> _WHAT NEEDS TO BE DONE_
Render the entries below as a numbered list, leaving out any blank lines.
--- start of MATERIAL ---
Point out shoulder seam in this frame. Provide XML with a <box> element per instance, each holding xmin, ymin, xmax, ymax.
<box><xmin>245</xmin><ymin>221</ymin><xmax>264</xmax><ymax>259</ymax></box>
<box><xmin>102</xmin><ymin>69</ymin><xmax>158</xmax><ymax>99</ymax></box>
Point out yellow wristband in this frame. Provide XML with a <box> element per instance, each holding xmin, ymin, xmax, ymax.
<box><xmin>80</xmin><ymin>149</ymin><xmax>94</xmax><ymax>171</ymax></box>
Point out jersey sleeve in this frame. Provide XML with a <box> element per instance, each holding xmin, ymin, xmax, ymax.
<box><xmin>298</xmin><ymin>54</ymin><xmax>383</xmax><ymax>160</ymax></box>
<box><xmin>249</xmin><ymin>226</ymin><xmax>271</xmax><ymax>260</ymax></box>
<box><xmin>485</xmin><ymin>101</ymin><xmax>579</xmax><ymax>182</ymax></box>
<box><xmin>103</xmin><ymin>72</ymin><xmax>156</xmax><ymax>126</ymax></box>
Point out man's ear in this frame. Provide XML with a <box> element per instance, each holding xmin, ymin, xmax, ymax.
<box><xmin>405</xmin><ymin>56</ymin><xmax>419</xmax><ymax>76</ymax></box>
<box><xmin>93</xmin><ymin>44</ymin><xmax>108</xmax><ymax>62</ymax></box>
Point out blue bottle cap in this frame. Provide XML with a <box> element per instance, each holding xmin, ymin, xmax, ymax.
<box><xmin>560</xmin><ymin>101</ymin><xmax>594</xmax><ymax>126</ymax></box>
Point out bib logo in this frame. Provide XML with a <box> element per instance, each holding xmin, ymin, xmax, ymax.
--- end of MATERIAL ---
> _RESPONSE BELOW_
1. Point out shoulder seam in this frame. Provide XML with a <box> element per instance, each holding xmin, ymin, xmax, ymax.
2. <box><xmin>245</xmin><ymin>221</ymin><xmax>264</xmax><ymax>259</ymax></box>
3. <box><xmin>102</xmin><ymin>69</ymin><xmax>158</xmax><ymax>99</ymax></box>
4. Point out yellow wristband in this frame. Provide XML with a <box> element per instance, each holding xmin, ymin, xmax, ymax.
5. <box><xmin>80</xmin><ymin>149</ymin><xmax>94</xmax><ymax>171</ymax></box>
6. Point out jersey sleeve in this frame. Provide XML with a <box> element per instance, each holding xmin, ymin, xmax, ymax.
7. <box><xmin>298</xmin><ymin>54</ymin><xmax>383</xmax><ymax>160</ymax></box>
8. <box><xmin>249</xmin><ymin>226</ymin><xmax>271</xmax><ymax>260</ymax></box>
9. <box><xmin>485</xmin><ymin>101</ymin><xmax>579</xmax><ymax>182</ymax></box>
10. <box><xmin>103</xmin><ymin>72</ymin><xmax>156</xmax><ymax>126</ymax></box>
11. Point out man's ear in this frame. Provide XML with a <box> element per instance, each holding xmin, ymin, xmax, ymax.
12. <box><xmin>405</xmin><ymin>56</ymin><xmax>419</xmax><ymax>76</ymax></box>
13. <box><xmin>93</xmin><ymin>44</ymin><xmax>108</xmax><ymax>62</ymax></box>
14. Point out blue bottle cap in this frame. Provide XML with a <box> element per instance, each holding xmin, ymin, xmax, ymax.
15. <box><xmin>560</xmin><ymin>101</ymin><xmax>594</xmax><ymax>126</ymax></box>
16. Point out bib logo in this frame. Provide XML with a <box> element per instance, each holding xmin, ymin, xmax, ymax.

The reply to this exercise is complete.